**WORK INSTRUCTIONS:** Copy verbatim the lines of the entries from the line containing "of the street" through the final line of the entries, inclusive.

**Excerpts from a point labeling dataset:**

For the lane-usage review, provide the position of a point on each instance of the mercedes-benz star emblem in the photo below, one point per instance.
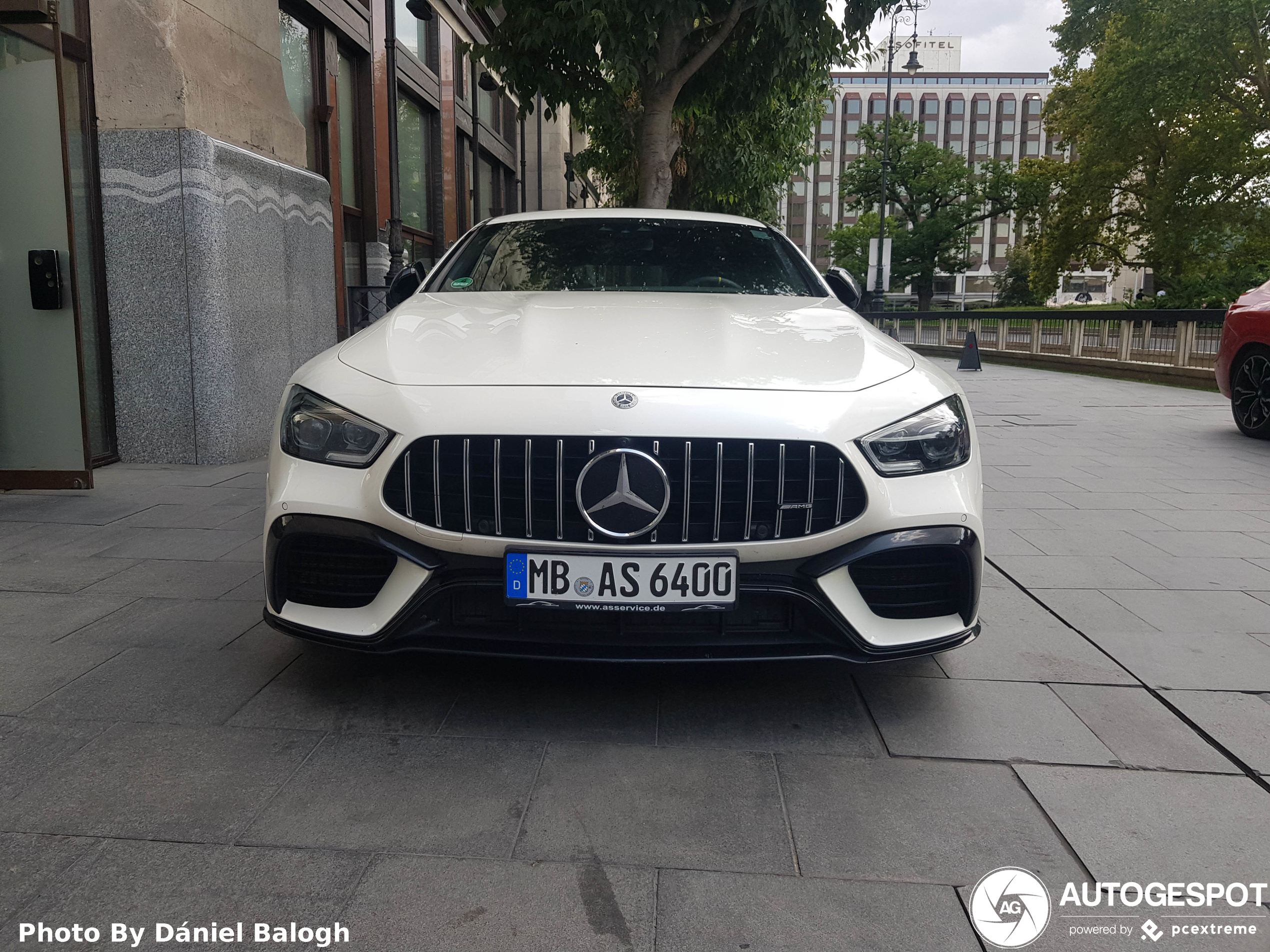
(622, 493)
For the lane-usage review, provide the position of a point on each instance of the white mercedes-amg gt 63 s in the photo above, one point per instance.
(625, 434)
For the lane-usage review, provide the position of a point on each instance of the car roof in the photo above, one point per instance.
(629, 213)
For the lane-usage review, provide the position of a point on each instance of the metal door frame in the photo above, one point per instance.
(26, 19)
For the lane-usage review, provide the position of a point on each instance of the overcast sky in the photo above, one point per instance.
(998, 34)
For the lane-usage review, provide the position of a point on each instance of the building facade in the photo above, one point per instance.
(229, 169)
(978, 116)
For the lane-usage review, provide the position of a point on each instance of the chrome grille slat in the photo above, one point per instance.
(688, 487)
(810, 488)
(719, 487)
(498, 487)
(483, 485)
(528, 490)
(559, 489)
(468, 487)
(436, 480)
(780, 495)
(410, 506)
(838, 513)
(750, 492)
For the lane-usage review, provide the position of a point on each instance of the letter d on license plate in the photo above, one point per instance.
(702, 582)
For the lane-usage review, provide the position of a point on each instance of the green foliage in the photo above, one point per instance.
(1012, 282)
(699, 103)
(938, 198)
(1168, 126)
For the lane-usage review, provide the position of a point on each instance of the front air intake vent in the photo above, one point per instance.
(332, 572)
(720, 490)
(915, 582)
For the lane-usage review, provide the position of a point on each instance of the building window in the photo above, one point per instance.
(414, 127)
(298, 78)
(346, 100)
(350, 170)
(417, 36)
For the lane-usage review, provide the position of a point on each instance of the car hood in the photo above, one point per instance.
(626, 339)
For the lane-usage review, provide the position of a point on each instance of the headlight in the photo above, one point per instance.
(936, 438)
(316, 429)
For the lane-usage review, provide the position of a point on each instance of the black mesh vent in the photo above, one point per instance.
(723, 475)
(330, 572)
(918, 582)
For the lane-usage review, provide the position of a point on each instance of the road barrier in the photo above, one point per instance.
(1170, 347)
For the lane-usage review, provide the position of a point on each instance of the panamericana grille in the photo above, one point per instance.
(722, 490)
(916, 582)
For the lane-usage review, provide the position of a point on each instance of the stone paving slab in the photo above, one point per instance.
(981, 720)
(1022, 641)
(142, 884)
(1147, 826)
(462, 906)
(904, 821)
(1240, 723)
(706, 912)
(658, 807)
(330, 691)
(807, 708)
(172, 686)
(1140, 730)
(37, 616)
(462, 796)
(31, 865)
(149, 781)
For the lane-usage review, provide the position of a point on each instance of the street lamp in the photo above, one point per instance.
(906, 13)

**ANSWER TO THE EXERCISE:**
For the lane-usage review, provide the position of a point on each instance of the street lamp in the photo above, one point per instance.
(906, 13)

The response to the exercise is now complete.